:: Provided material

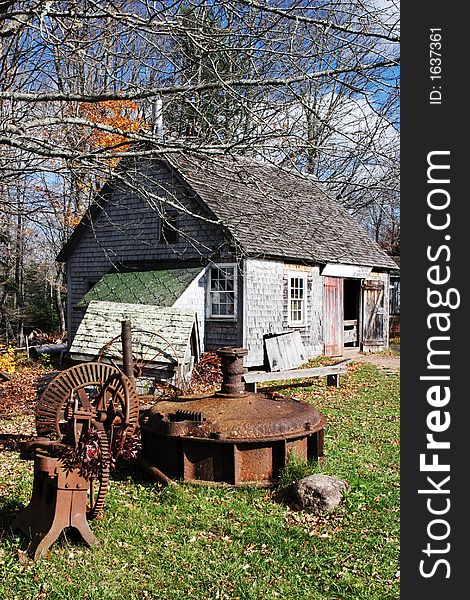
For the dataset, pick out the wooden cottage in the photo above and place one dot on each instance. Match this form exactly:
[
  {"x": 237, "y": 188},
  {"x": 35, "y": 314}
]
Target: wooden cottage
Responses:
[{"x": 253, "y": 250}]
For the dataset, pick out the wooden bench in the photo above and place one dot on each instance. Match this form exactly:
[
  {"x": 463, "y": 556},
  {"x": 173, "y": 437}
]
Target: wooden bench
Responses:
[{"x": 332, "y": 373}]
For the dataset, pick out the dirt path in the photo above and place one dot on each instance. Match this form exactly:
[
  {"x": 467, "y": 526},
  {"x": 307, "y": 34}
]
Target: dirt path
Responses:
[{"x": 388, "y": 362}]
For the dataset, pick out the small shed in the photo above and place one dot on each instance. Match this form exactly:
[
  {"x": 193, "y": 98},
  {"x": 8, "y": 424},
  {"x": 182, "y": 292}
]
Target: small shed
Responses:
[{"x": 165, "y": 340}]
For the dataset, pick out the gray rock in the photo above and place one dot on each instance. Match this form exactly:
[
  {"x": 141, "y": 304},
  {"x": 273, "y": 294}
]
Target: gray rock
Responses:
[{"x": 319, "y": 493}]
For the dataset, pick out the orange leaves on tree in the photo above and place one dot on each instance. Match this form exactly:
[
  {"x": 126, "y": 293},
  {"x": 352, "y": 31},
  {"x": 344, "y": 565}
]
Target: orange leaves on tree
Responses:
[{"x": 116, "y": 114}]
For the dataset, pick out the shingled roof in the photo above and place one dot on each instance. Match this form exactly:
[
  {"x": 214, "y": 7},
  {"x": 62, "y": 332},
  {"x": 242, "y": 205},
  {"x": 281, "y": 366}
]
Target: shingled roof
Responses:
[
  {"x": 161, "y": 287},
  {"x": 273, "y": 212},
  {"x": 161, "y": 335}
]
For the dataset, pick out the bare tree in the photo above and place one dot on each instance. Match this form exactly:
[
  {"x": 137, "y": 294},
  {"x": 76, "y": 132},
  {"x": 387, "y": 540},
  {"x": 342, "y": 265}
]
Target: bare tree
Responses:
[{"x": 312, "y": 86}]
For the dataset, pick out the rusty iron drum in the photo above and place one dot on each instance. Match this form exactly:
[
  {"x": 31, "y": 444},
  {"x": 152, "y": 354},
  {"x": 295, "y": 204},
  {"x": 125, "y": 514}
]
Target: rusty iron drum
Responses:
[{"x": 233, "y": 436}]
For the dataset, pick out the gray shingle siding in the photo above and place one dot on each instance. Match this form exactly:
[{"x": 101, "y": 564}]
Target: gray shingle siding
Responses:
[
  {"x": 266, "y": 312},
  {"x": 128, "y": 230}
]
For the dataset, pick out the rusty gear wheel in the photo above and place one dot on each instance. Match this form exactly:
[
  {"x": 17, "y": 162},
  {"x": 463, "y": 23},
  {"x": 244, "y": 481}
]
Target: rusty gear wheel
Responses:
[{"x": 97, "y": 387}]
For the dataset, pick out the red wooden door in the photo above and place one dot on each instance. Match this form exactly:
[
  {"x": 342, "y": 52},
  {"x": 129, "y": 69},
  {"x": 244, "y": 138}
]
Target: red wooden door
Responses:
[
  {"x": 333, "y": 321},
  {"x": 373, "y": 334}
]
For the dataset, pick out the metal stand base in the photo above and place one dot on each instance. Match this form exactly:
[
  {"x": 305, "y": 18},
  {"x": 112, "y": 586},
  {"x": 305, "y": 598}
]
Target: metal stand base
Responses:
[{"x": 58, "y": 501}]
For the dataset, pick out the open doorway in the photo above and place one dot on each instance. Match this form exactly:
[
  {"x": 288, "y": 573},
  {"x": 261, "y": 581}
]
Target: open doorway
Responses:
[{"x": 351, "y": 312}]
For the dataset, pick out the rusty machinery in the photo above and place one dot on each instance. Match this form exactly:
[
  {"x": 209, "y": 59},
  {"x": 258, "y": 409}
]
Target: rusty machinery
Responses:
[
  {"x": 232, "y": 436},
  {"x": 83, "y": 418}
]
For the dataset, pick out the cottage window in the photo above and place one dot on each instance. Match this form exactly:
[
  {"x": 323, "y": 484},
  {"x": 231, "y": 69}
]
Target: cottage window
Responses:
[
  {"x": 297, "y": 296},
  {"x": 222, "y": 291}
]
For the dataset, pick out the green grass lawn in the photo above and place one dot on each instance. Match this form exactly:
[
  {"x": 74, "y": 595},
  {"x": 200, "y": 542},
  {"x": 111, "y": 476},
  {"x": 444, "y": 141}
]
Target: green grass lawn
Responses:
[{"x": 207, "y": 542}]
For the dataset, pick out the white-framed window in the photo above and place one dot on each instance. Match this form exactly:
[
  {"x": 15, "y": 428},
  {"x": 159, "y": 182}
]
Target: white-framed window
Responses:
[
  {"x": 222, "y": 291},
  {"x": 297, "y": 305}
]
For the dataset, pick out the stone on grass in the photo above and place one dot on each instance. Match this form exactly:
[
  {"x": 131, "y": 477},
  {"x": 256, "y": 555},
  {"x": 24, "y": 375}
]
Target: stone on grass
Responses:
[{"x": 319, "y": 493}]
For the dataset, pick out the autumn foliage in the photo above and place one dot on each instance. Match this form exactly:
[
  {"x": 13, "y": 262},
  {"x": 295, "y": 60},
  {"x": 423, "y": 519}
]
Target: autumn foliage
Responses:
[{"x": 113, "y": 114}]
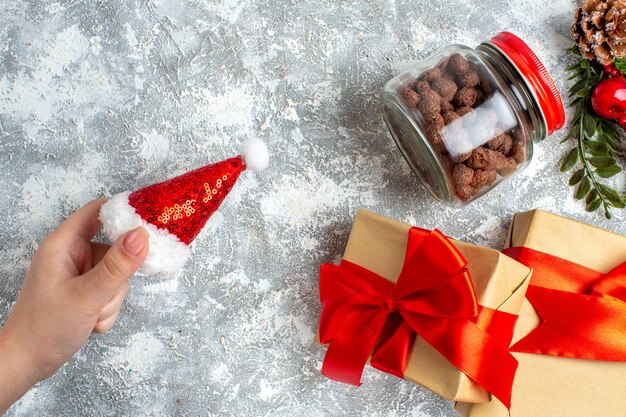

::::

## What you are asked to do
When a line in the records contains the string "lawn", it counts; state how many lines count, with no other words.

## Solved problem
2